DATA SECTION:
• • • •

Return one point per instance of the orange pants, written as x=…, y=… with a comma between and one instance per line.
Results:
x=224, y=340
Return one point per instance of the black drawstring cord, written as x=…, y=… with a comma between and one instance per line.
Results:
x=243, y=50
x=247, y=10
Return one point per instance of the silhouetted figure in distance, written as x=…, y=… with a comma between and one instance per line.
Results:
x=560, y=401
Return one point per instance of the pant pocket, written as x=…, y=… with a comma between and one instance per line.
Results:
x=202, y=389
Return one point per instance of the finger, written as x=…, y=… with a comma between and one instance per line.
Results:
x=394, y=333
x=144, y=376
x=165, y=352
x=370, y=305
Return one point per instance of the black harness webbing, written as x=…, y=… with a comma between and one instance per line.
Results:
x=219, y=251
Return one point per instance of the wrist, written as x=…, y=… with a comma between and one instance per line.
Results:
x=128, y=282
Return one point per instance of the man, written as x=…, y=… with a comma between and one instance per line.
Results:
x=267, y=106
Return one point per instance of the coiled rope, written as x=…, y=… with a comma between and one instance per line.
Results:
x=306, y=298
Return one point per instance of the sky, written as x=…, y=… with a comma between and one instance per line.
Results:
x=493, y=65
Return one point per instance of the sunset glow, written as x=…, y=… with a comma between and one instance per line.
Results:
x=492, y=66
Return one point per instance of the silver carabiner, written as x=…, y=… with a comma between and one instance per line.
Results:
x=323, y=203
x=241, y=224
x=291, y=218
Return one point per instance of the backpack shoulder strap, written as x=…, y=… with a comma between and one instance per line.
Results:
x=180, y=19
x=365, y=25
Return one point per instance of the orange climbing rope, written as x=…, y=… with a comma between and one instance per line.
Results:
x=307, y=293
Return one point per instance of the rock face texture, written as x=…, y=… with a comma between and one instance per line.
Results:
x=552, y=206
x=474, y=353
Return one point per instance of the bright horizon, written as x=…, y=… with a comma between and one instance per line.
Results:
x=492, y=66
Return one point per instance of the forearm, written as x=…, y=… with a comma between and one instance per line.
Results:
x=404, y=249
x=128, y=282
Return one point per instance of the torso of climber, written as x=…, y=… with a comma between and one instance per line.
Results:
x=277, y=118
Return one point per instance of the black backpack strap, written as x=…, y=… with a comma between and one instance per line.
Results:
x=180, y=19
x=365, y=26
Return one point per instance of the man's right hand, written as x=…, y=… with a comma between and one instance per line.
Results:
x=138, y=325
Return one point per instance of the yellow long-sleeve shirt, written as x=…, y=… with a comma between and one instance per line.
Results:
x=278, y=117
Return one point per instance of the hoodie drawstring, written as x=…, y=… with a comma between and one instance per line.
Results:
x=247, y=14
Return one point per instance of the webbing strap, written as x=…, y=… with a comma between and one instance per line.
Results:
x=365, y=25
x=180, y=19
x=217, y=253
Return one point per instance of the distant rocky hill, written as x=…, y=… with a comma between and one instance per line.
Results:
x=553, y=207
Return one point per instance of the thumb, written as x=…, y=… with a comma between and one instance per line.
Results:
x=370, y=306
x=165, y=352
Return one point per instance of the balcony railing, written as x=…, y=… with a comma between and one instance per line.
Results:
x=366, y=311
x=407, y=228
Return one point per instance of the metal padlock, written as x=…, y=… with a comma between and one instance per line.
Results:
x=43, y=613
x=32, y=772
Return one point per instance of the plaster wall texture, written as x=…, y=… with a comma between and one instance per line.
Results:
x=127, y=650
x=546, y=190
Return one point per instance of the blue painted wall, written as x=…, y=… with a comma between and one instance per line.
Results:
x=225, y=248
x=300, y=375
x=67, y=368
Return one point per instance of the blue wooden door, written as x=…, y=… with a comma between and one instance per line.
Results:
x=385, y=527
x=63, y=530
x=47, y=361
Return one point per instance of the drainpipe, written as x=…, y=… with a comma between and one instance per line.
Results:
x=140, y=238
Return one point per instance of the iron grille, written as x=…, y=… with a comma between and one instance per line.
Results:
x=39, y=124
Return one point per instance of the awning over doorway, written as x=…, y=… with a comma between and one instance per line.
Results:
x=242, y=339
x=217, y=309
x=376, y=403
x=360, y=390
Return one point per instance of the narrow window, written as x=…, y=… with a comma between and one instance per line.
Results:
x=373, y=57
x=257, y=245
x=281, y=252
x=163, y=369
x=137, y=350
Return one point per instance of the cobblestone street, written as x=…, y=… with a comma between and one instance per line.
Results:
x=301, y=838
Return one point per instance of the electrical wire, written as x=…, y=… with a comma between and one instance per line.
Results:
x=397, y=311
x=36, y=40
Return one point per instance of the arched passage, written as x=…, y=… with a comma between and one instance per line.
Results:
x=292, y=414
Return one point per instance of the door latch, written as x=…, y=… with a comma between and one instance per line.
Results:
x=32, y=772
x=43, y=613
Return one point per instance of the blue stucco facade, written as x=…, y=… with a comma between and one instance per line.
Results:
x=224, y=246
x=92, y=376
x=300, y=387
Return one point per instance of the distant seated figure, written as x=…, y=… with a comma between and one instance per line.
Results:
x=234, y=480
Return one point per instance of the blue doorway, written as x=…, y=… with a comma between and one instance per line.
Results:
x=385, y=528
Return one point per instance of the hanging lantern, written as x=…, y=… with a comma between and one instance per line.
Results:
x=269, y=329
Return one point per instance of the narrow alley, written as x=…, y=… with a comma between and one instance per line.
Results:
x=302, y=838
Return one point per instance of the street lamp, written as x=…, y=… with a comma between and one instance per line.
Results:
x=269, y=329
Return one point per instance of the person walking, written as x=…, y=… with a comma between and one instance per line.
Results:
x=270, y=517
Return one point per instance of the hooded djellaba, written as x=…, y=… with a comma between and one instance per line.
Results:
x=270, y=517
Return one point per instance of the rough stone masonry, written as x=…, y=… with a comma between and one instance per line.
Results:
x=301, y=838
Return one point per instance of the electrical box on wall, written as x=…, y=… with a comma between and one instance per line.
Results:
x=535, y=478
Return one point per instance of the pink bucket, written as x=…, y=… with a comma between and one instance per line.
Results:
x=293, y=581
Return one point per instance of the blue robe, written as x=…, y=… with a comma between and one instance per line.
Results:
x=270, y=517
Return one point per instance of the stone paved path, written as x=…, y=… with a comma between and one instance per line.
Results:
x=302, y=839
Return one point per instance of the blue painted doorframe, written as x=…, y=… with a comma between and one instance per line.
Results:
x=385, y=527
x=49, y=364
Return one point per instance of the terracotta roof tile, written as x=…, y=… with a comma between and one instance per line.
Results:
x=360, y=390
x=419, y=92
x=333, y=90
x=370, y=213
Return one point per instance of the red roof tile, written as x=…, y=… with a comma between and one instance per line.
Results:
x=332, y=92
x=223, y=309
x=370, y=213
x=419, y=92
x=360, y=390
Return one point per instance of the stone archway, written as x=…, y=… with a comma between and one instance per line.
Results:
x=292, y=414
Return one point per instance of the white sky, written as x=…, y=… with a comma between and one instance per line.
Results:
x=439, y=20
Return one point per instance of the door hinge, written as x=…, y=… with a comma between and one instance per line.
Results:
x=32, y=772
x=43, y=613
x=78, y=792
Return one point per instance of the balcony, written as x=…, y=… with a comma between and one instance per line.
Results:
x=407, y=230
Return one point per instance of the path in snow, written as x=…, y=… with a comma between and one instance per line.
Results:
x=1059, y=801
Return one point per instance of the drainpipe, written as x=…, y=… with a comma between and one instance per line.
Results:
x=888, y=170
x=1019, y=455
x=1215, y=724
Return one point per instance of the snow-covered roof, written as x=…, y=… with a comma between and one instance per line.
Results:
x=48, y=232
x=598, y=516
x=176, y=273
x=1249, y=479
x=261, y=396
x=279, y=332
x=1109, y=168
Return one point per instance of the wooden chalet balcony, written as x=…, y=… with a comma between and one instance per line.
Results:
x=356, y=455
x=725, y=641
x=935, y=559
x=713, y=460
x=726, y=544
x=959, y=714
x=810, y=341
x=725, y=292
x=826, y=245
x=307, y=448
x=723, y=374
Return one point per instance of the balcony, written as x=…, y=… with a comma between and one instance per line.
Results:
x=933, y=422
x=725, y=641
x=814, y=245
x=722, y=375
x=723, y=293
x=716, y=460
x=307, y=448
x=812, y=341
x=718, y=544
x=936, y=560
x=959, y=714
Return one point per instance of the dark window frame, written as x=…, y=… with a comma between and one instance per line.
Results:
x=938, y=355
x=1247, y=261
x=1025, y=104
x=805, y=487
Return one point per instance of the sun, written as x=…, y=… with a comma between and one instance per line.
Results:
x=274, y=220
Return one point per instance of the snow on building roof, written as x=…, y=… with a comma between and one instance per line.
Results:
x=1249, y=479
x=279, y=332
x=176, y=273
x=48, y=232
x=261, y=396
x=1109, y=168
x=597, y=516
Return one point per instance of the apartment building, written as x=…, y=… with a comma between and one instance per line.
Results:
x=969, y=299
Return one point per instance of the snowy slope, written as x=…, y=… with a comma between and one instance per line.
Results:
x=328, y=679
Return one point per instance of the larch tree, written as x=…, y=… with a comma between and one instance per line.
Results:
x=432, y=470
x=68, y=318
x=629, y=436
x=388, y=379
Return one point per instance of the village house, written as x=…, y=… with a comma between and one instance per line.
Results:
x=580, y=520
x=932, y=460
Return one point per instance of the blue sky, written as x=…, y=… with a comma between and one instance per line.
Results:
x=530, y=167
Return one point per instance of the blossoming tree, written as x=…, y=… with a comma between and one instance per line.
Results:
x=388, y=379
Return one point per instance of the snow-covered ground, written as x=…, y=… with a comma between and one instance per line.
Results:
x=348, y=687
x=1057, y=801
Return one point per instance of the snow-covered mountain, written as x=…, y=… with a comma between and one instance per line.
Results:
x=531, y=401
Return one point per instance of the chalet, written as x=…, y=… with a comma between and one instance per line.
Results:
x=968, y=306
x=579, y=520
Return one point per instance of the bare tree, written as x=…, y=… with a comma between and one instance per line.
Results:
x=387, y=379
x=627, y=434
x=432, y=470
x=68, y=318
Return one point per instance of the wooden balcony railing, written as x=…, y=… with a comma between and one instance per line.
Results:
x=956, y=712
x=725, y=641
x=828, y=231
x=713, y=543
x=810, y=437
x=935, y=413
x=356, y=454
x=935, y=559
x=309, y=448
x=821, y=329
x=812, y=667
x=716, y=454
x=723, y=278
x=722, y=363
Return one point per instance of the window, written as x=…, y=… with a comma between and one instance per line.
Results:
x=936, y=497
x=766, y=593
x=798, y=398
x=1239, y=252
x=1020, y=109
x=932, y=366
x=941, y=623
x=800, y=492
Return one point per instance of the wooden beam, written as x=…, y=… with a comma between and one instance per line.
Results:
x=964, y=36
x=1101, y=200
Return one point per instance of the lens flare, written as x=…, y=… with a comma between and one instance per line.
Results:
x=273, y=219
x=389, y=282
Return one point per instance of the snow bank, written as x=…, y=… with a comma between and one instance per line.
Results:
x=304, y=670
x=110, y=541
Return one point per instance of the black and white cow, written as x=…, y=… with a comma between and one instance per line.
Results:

• • • •

PROMPT:
Print, without alteration, only the lines above between the one holding "Return one point per instance of the dark" and the one holding "snow-covered ground, written", inclusive.

WORKED SOLUTION:
Return one point per instance of the dark window frame, written as x=…, y=… with a comma between and one instance per line.
Results:
x=938, y=355
x=1247, y=261
x=1025, y=104
x=805, y=487
Return one point per instance of the sun, written as x=…, y=… with a comma between and one instance per line.
Results:
x=274, y=220
Return one point per instance of the snow on building roof, written as x=…, y=… with a comma between and one instance per line.
Results:
x=1249, y=479
x=279, y=332
x=176, y=273
x=48, y=232
x=261, y=396
x=1109, y=168
x=597, y=516
Return one point per instance of the apartment building, written as x=…, y=… with a comma between and one instance per line.
Results:
x=969, y=299
Return one point per instance of the snowy slope, written as x=…, y=… with a comma between and one instance per line.
Results:
x=328, y=679
Return one point per instance of the larch tree, written as x=…, y=… with a comma between and one instance per line.
Results:
x=432, y=470
x=68, y=318
x=629, y=436
x=388, y=379
Return one point per instance of the village house, written as x=…, y=… with a comma between and one instance per line.
Results:
x=580, y=520
x=932, y=460
Return one point per instance of the blue sky, written as x=…, y=… with a comma between and one instance per line.
Results:
x=530, y=167
Return one point per instance of the blossoming tree, written as x=…, y=… with a comma between and one instance per line.
Results:
x=388, y=379
Return one point per instance of the snow-covered ground, written as x=…, y=… with a comma between and one instance per line.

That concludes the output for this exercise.